— PROMPT —
Which lines in the data below contain the string "strap"? List each of those lines.

— EXERCISE MATERIALS —
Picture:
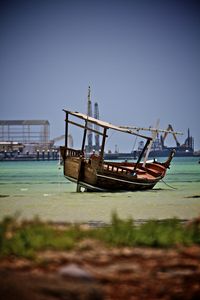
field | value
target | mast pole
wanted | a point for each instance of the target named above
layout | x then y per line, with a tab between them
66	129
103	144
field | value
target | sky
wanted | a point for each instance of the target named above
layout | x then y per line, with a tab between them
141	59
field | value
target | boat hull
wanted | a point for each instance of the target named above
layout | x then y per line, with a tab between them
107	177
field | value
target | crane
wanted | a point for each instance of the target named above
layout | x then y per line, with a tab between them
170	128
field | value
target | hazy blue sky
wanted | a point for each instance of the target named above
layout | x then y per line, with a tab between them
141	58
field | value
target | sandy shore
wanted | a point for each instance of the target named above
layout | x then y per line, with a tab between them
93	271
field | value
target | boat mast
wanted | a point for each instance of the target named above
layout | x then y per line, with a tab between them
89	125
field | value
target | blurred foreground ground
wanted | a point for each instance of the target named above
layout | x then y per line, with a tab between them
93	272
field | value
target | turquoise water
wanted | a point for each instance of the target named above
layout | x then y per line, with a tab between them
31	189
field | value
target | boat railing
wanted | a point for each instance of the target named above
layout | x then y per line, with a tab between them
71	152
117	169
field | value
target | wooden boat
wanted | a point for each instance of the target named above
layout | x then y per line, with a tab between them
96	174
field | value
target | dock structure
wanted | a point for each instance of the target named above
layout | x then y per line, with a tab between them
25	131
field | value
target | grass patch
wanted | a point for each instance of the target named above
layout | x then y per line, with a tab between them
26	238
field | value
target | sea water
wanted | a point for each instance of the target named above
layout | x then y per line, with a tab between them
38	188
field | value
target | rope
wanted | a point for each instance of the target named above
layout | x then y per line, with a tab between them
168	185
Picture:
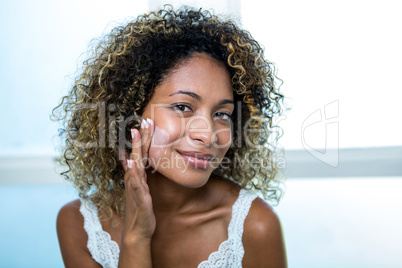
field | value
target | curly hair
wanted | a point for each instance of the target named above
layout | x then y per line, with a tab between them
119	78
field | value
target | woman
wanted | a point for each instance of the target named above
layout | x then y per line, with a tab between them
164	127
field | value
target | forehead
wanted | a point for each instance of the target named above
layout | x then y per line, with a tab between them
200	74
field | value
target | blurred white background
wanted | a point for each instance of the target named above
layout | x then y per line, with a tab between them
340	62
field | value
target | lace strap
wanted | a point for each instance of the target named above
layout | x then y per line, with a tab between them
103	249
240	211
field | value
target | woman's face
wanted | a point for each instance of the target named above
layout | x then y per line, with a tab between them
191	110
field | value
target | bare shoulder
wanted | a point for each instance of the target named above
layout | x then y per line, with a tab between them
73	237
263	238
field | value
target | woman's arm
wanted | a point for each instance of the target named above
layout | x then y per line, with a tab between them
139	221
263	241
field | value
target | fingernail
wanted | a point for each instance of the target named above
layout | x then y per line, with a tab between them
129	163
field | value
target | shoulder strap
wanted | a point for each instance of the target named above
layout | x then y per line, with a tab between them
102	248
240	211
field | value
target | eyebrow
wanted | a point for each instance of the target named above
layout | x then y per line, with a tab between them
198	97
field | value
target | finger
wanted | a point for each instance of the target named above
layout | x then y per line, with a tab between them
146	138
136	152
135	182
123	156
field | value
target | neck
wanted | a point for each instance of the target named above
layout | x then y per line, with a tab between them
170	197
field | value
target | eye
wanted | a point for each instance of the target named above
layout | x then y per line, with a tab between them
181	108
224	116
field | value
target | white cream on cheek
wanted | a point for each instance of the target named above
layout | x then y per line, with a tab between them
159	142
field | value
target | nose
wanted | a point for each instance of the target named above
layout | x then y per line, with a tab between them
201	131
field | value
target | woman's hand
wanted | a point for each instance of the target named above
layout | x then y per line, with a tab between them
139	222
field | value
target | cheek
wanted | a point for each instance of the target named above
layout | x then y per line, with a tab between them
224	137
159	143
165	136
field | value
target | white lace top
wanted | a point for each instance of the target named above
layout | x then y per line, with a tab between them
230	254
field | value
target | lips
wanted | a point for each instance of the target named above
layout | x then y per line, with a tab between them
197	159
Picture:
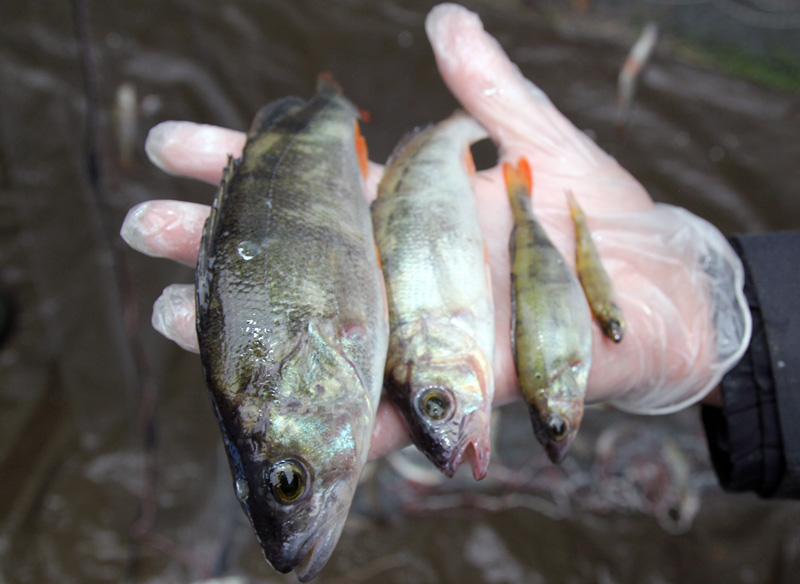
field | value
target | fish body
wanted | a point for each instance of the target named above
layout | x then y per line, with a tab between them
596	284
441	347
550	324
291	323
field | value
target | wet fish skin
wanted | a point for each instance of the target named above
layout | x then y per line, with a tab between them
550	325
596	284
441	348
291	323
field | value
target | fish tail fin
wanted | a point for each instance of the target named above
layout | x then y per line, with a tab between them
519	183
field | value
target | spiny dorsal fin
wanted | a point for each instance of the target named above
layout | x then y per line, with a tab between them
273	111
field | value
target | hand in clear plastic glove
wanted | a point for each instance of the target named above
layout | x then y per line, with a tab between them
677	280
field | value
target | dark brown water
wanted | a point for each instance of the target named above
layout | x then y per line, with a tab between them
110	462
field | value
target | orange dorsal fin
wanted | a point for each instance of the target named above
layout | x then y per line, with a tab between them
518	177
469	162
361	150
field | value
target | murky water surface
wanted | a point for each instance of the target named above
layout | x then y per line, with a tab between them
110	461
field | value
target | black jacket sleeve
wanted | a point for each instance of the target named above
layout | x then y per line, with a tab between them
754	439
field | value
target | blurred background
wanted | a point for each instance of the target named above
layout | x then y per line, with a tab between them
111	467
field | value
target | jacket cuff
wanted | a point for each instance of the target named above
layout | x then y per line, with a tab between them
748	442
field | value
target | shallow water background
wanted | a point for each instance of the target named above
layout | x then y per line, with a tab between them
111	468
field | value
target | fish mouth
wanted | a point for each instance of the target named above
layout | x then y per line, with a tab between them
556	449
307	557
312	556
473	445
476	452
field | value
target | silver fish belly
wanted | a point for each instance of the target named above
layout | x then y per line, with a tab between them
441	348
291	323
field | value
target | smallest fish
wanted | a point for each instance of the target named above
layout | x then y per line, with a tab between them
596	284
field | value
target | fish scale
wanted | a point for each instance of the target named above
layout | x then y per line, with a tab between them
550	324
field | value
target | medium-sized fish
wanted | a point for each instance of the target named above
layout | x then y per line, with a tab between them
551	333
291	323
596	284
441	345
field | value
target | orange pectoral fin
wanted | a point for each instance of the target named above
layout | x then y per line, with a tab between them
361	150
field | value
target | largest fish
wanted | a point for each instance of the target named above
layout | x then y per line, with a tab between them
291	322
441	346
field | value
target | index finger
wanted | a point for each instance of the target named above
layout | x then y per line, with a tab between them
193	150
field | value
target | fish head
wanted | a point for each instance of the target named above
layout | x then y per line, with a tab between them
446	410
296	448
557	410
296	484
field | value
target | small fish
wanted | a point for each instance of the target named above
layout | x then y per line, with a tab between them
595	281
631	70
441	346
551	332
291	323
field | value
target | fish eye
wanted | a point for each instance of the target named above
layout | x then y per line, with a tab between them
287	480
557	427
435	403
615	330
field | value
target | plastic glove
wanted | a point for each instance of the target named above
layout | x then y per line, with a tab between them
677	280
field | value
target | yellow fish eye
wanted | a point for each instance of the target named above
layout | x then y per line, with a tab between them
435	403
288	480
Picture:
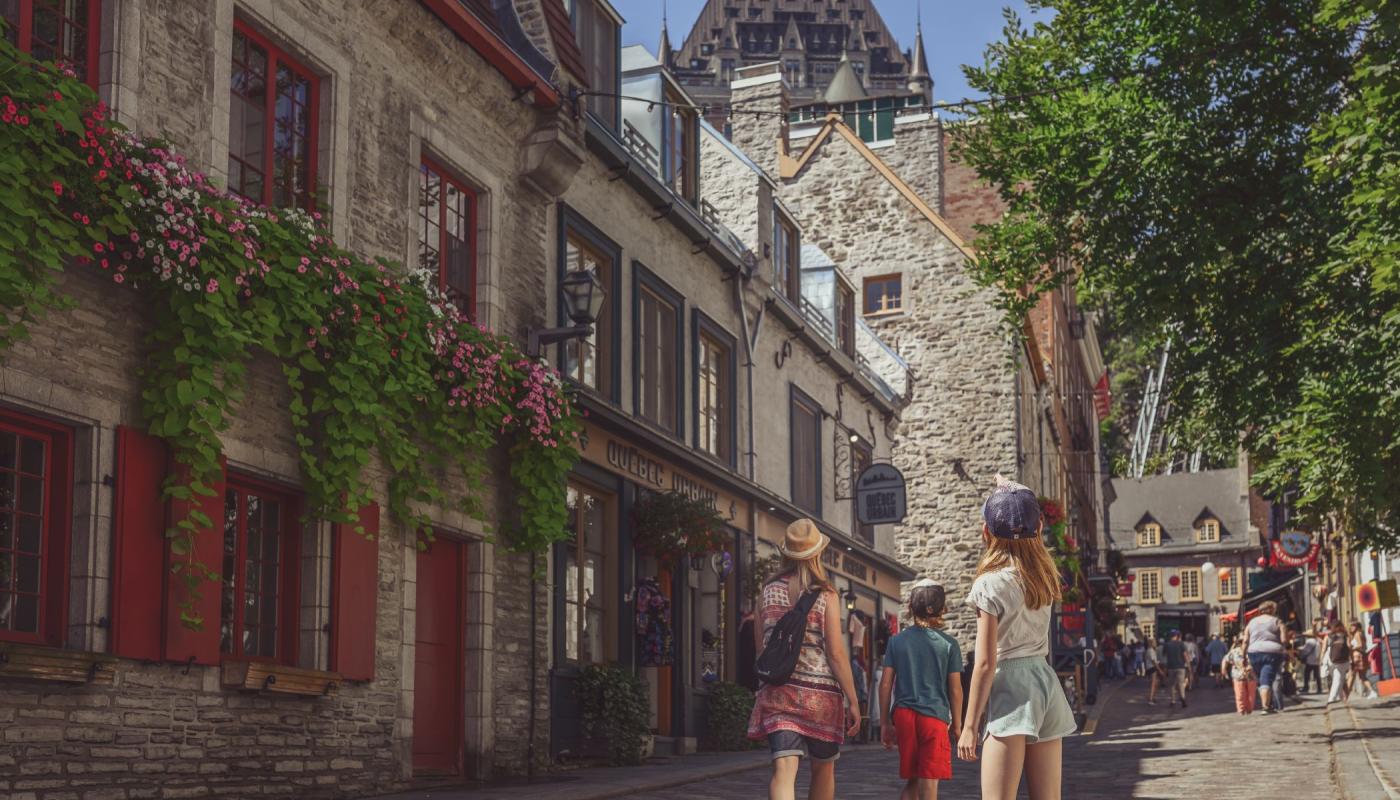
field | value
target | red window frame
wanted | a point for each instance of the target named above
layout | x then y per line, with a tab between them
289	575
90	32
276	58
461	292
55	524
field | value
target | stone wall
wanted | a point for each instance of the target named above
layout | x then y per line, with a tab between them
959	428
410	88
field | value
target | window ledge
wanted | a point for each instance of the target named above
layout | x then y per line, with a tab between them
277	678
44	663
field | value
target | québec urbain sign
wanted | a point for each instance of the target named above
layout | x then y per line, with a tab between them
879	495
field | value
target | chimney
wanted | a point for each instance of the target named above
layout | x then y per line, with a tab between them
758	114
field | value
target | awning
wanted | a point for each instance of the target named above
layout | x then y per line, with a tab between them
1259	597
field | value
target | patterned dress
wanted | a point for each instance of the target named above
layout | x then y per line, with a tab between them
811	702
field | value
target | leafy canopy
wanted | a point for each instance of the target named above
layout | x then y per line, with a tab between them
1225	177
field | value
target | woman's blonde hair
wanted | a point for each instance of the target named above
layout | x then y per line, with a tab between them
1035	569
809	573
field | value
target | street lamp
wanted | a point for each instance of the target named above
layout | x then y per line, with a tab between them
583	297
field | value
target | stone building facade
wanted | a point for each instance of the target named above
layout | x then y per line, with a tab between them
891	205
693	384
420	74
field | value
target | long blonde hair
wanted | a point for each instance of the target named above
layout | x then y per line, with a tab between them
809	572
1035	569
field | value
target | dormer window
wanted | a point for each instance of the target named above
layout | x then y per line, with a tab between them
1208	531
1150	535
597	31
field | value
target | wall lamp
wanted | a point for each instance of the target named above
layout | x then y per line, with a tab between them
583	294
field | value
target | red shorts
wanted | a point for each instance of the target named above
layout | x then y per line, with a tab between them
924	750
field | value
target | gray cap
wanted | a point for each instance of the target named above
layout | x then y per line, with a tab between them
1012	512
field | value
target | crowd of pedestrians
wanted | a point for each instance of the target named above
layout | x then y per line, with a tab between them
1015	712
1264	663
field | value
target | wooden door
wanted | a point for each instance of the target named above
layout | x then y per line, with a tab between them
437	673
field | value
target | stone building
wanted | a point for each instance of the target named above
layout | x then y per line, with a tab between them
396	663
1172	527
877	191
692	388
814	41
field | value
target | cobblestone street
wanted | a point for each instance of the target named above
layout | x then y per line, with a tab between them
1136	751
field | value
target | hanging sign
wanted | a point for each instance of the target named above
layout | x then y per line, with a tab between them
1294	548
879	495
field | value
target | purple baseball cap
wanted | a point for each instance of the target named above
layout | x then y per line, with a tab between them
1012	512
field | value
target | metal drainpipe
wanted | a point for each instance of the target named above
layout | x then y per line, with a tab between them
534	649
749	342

— COMPLETE OUTPUT —
target | lace strap
target | shoulder strap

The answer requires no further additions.